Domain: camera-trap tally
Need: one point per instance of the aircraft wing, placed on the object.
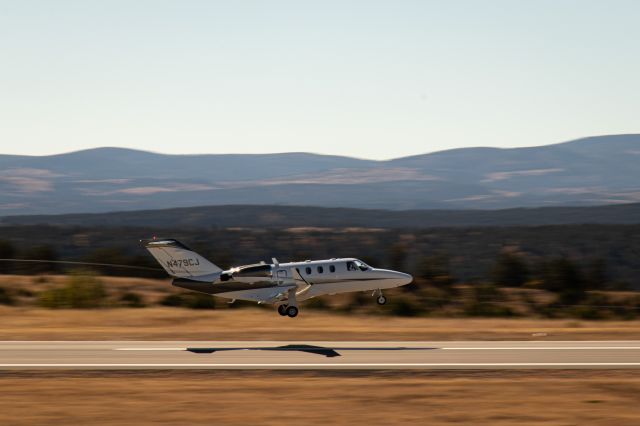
(298, 278)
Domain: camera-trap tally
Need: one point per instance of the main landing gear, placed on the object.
(381, 299)
(286, 310)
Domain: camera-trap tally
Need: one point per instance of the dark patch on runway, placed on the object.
(318, 350)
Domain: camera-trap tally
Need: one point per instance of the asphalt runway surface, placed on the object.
(318, 355)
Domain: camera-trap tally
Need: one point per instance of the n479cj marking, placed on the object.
(179, 263)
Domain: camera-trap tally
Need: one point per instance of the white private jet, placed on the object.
(281, 284)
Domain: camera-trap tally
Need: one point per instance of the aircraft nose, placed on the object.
(404, 278)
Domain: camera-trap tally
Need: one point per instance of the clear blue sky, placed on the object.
(372, 79)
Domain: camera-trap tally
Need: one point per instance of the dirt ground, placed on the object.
(164, 323)
(348, 398)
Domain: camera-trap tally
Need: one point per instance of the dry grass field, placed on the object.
(555, 397)
(162, 323)
(299, 398)
(28, 322)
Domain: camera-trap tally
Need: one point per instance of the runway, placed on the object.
(318, 355)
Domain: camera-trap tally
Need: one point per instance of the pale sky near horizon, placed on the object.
(370, 79)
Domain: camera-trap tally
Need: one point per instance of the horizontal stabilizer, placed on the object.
(180, 261)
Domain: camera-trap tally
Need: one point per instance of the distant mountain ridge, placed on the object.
(590, 171)
(285, 217)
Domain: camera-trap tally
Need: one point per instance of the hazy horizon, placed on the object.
(374, 79)
(304, 152)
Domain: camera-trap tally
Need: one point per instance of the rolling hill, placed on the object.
(584, 172)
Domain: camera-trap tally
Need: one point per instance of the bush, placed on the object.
(404, 307)
(510, 270)
(132, 300)
(173, 300)
(317, 303)
(200, 301)
(82, 291)
(5, 297)
(189, 300)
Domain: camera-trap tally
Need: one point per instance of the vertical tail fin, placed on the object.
(179, 260)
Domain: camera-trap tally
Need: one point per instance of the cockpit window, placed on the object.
(354, 265)
(361, 265)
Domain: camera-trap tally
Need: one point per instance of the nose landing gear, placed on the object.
(381, 300)
(288, 311)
-=-=-
### Short exercise
Images in the data above are to be skipped. Retype all other material exactly.

### Task response
Domain: camera-trap tally
Need: one point per instance of the aircraft wing, placed on the object.
(298, 278)
Domain: camera-trap tally
Need: one point per instance of the main landing gear, placed on the object.
(381, 299)
(286, 310)
Domain: camera-trap tally
Need: one point per instance of the dark patch on runway, placed on the object.
(318, 350)
Domain: camera-trap tally
Need: one point per instance of the asphalt runway surface, placed on the object.
(318, 355)
Domain: camera-trap tally
Need: one point per instance of the n479cj marking, placed on the object.
(179, 263)
Domain: camera-trap tally
Need: one point per instance of the white private jet, placed on the object.
(281, 284)
Domain: camera-trap tally
Need: one point per instance of the aircraft nose, placed on the object.
(404, 278)
Domain: camera-trap tally
Need: one point per instance of the clear blue sky, placed on the object.
(372, 79)
Domain: camera-trap tally
Need: one point per instance of the dirt ground, placed on the object.
(164, 323)
(348, 398)
Domain: camera-trap tally
Need: one point per instance of the dry grass field, placed on the object.
(555, 397)
(162, 323)
(299, 398)
(28, 322)
Domain: camera-trap tally
Need: one point per instance of the runway, placed on the object.
(318, 355)
Domain: camera-trap tally
Need: one point per instance of the pale sky near horizon, placed on the object.
(370, 79)
Domain: camera-trap tally
Need: one point per instance of the horizontal stabilizer, placed on the object.
(180, 261)
Domain: camera-trap tally
Need: one point per instance of the distant mountain ridge, placed on the object.
(590, 171)
(285, 217)
Domain: camera-trap tally
Need: one point per instance of the hazy horizon, placed on the object.
(374, 79)
(304, 152)
Domain: camera-trap tally
Need: one point per instance of the rolling hill, placed on the object.
(584, 172)
Domain: camera-trap tally
Need: one point per instance of the bush, placed on the object.
(404, 307)
(510, 270)
(132, 300)
(173, 300)
(317, 303)
(200, 301)
(82, 291)
(5, 297)
(189, 300)
Domain: camera-trap tally
Need: one point per instance of the vertical tail fin, placed on the object.
(179, 260)
Domain: camera-trap tally
Need: one point per instance of the cockpit window, placed on the object.
(354, 265)
(361, 265)
Domain: camera-trap tally
Need: one point per instance of the nose landing gear, placed on the object.
(381, 300)
(288, 311)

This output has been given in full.